# What the task asks
Print out the records below with nothing altered.
---
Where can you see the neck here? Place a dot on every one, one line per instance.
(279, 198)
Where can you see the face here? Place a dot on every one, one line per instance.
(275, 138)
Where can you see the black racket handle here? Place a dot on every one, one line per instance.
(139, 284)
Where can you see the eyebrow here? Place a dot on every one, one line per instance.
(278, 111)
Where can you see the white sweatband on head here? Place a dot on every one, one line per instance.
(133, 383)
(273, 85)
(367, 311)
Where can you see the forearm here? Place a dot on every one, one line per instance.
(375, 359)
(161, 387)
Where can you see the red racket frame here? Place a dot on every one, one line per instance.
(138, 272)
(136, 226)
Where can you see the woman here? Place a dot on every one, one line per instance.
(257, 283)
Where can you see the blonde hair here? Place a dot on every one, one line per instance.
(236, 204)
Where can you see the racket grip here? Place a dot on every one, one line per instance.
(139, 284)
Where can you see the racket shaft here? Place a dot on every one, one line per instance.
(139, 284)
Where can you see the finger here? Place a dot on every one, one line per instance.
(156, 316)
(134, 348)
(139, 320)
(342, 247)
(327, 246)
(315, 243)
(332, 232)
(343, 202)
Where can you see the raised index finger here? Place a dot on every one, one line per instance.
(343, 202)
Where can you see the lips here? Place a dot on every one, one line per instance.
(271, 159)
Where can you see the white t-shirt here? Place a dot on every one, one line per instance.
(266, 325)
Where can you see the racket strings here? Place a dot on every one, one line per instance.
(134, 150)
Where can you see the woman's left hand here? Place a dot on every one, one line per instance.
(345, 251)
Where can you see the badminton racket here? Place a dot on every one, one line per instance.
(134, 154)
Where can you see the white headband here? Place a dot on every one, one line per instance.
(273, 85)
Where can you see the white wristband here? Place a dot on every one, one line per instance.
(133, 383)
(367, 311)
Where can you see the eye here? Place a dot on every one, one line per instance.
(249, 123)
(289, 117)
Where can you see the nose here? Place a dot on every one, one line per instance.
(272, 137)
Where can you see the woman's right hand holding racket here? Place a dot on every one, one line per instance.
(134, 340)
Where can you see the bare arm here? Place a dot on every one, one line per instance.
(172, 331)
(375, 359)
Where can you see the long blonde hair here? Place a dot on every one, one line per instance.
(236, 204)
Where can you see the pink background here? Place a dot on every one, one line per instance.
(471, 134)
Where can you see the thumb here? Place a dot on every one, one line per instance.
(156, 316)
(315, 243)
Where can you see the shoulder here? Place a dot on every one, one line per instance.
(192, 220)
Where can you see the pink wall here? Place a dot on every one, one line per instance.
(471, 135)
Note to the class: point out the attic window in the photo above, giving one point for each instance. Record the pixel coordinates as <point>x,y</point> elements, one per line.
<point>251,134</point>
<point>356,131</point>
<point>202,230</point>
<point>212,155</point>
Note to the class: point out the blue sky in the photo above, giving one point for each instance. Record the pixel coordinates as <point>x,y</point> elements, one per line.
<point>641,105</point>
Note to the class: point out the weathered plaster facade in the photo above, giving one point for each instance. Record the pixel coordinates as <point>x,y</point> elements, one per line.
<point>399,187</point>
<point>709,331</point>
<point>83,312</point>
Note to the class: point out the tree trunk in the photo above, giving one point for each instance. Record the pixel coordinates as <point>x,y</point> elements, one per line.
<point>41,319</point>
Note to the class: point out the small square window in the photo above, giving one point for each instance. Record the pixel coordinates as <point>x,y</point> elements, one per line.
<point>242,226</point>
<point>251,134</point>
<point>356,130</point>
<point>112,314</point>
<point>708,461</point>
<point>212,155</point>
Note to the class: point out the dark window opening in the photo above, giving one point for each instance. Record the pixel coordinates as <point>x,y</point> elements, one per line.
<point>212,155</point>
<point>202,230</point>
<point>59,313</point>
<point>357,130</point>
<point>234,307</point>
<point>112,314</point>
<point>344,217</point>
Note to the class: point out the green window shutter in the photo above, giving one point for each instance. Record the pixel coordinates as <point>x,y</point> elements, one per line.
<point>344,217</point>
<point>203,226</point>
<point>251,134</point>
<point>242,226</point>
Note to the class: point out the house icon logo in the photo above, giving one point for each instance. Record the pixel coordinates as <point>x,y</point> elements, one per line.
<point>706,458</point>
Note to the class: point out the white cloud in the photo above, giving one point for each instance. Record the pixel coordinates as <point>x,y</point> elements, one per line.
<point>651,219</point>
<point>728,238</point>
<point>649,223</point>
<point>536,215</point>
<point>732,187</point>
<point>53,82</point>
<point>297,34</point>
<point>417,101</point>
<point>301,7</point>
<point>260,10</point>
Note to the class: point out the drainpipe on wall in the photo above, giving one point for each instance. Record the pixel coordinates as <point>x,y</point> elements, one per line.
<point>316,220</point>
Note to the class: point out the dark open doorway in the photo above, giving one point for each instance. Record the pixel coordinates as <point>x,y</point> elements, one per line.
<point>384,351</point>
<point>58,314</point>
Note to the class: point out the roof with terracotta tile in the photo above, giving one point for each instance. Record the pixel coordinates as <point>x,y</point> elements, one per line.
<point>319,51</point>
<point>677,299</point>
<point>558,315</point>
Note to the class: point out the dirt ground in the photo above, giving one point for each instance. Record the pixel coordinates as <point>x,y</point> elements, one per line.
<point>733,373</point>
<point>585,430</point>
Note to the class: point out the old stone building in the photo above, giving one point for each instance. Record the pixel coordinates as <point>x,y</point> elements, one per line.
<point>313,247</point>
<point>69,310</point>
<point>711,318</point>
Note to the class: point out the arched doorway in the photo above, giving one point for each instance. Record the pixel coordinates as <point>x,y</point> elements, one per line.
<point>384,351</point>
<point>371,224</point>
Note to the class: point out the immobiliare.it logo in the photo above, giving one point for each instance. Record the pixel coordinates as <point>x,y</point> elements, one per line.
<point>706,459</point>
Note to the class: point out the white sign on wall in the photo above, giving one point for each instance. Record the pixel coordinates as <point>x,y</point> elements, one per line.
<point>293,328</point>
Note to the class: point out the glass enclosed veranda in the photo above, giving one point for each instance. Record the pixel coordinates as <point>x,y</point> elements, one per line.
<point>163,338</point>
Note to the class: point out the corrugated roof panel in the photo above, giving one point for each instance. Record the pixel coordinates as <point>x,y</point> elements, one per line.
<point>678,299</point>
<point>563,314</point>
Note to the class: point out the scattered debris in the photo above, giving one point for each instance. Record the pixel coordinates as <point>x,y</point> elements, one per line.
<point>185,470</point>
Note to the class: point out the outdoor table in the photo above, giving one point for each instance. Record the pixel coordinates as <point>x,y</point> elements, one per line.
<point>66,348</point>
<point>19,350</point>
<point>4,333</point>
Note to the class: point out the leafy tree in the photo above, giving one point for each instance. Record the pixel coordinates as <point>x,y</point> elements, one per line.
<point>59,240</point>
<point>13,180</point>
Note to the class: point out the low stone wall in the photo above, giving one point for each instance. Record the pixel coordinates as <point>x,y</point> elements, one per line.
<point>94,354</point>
---
# Solution to this problem
Where can you see the neck here? Place a dot on every one, one line per instance.
(279, 198)
Where can you see the face here? Place a dot on every one, one line per instance.
(275, 138)
Where can you see the black racket handle here? Place a dot on every one, one line per instance.
(139, 284)
Where can you see the eyebrow here? Place a dot on every one, one line per instance.
(278, 111)
Where can you see the white sweatband on head here? Place a dot on every one, one line per instance.
(133, 383)
(273, 85)
(367, 311)
Where can you see the forearm here? Place a dot on every one, one line per instance.
(375, 359)
(161, 387)
Where can you see the red racket frame here? Place a dot on every one, one line per instance.
(138, 272)
(136, 226)
Where can you see the woman here? Place a dot on every one, one line per instance.
(257, 283)
Where can you see the blonde hair here? Place a dot on every one, one line per instance.
(236, 204)
Where can you see the racket grip here? Place a dot on every one, one line per instance.
(139, 284)
Where can you see the racket shaft here? Place a dot on every one, one line per instance.
(139, 284)
Where can you see the finger here? Place a dot on every one, one line per instance.
(156, 316)
(134, 348)
(139, 320)
(342, 247)
(327, 246)
(315, 243)
(332, 232)
(343, 202)
Where can you see the raised index finger here? Place a dot on every one, one line per instance.
(343, 202)
Where can you see the lips here? Place a dot on every one, one line per instance.
(271, 159)
Where can you see the white t-shirt here? Place a dot on every one, one line per instance.
(266, 325)
Where can you see the racket strings here? Place a dot on every one, one line per instance.
(134, 150)
Where can you see the woman's left hand here? Place a dot on every one, one line per instance.
(345, 251)
Where can you see the badminton racket here? Place a dot on every one, one line per instance.
(134, 154)
Where can you see the white headband here? Place a dot on every one, one line per instance.
(273, 85)
Where can you see the white wristband here? Place a dot on every one, one line per instance.
(133, 383)
(367, 311)
Where can you see the eye here? Place a dot on every one, one line per instance.
(249, 123)
(289, 117)
Where can you see the nose here? Place a dot on every one, one line per instance.
(272, 137)
Where can you see the woman's right hand holding racket here? Place a dot on every one, one line per instance.
(134, 340)
Where can you see the bare arm here? Place a dot on every one, one line per instance.
(172, 331)
(375, 359)
Where can you see the long blonde hair here? Place a dot on every one, one line per instance.
(236, 204)
Where can you see the pink background here? Place a dot on every one, one line per instance.
(471, 134)
Where can you see the thumb here? Place a dot on every one, one line per instance.
(156, 316)
(315, 243)
Where can you see the shoulder here? Place a dot on every one, one line per instance.
(192, 220)
Where can you see the pink wall here? Place a dot on every one, one line per instance.
(471, 135)
Note to the class: point out the attic window in the photo above, giving one point for each instance. Record the pixel coordinates as <point>x,y</point> elements, one per line.
<point>251,134</point>
<point>356,131</point>
<point>202,230</point>
<point>212,155</point>
Note to the class: point out the blue sky in the photo above, giving one point for each instance. Record the pixel coordinates as <point>x,y</point> elements, one per line.
<point>641,105</point>
Note to the class: point out the weathered plaster facade in the photo above, giving one point for each instance. Record the pixel coordinates as <point>x,y</point> elements, one per line.
<point>399,187</point>
<point>709,331</point>
<point>83,312</point>
Note to the class: point out the tree trunk in the photo above, giving one point for each instance. Record the pixel coordinates as <point>x,y</point> elements, one per line.
<point>41,319</point>
Note to the class: point out the small square window in the photo above, giving one point for each instance. Record the pixel coordinates as <point>x,y</point> elements, one per line.
<point>242,226</point>
<point>251,134</point>
<point>356,130</point>
<point>112,314</point>
<point>708,461</point>
<point>212,155</point>
Note to the class: point out the dark window opening in the photo above, giving one point for each instance. Record the pixel coordinates as <point>x,y</point> elements, one per line.
<point>212,155</point>
<point>202,230</point>
<point>59,313</point>
<point>357,130</point>
<point>234,307</point>
<point>112,314</point>
<point>344,217</point>
Note to the class: point out the green window shutter in the photo above, giving one point for each instance. Record the pixel coordinates as <point>x,y</point> elements, one per line.
<point>344,217</point>
<point>203,226</point>
<point>251,134</point>
<point>242,226</point>
Note to the class: point out the house icon logo in the photo above, giving one point for each instance. Record the pixel coordinates as <point>x,y</point> elements, one per line.
<point>706,458</point>
Note to the class: point out the white cloud in the photo above, giving one point for each instance. Record the pixel coordinates as <point>x,y</point> elements, one per line.
<point>651,219</point>
<point>728,238</point>
<point>649,223</point>
<point>536,215</point>
<point>732,187</point>
<point>53,82</point>
<point>297,34</point>
<point>417,101</point>
<point>301,7</point>
<point>260,10</point>
Note to the class: point out the drainpipe on wall in the photo above, giving one point for each instance. Record the pixel coordinates as <point>x,y</point> elements, one per line.
<point>316,220</point>
Note to the class: point out the dark open doorway in the photo above, giving one point for each instance. Record the pixel coordinates as <point>x,y</point> elements, one per line.
<point>384,351</point>
<point>58,314</point>
Note to the class: point out the roof with terracotta tile in the photo above, giving one point for each instance. Record the pixel coordinates as <point>x,y</point> elements, one per line.
<point>319,51</point>
<point>677,299</point>
<point>558,315</point>
Note to the class: point out the dirt ground in the photo above, giving one point for each instance. Record the pixel coordinates as <point>x,y</point> elements, one per line.
<point>733,373</point>
<point>585,430</point>
Note to the class: point out the old stone building in the photo above, giving one point for each instance. Record the pixel coordinates as <point>x,y</point> elements, one per line.
<point>313,247</point>
<point>69,310</point>
<point>711,318</point>
Note to the class: point out the arched doorway in the photo above, giving one point for each instance. Record the pixel coordinates as <point>x,y</point> elements, one per line.
<point>384,351</point>
<point>371,224</point>
Note to the class: point out the immobiliare.it logo in the photo above, giving one point for each instance. Record the pixel coordinates as <point>x,y</point> elements, one per line.
<point>706,459</point>
Note to the class: point out the white sign on wall in the photo above, giving one point for each instance. Record the pixel coordinates as <point>x,y</point> elements, one per line.
<point>293,328</point>
Note to the class: point out the glass enclosed veranda in the photo above, giving one point for each instance. Record the pixel coordinates as <point>x,y</point> elements, one per line.
<point>163,338</point>
Note to the class: point out the corrugated roof panel in the photo above, giving one point for each instance. Record the pixel coordinates as <point>x,y</point> elements, one per line.
<point>678,299</point>
<point>563,314</point>
Note to the class: point out the scattered debris in the photo above, giving one point for each instance. Record the pixel coordinates as <point>x,y</point> elements, one per line.
<point>185,470</point>
Note to the class: point out the outdoor table in the photo above, giving one point for each instance. Record the pixel coordinates as <point>x,y</point> elements, one per line.
<point>66,348</point>
<point>19,350</point>
<point>4,333</point>
Note to the class: point out the leafy tree in the photo above, giving one point for each instance. Record the pixel coordinates as <point>x,y</point> elements, one per line.
<point>59,240</point>
<point>13,180</point>
Note to the class: point out the low stone wall in the photo above, giving one point for each instance. Record the pixel coordinates as <point>x,y</point> elements, one per line.
<point>94,354</point>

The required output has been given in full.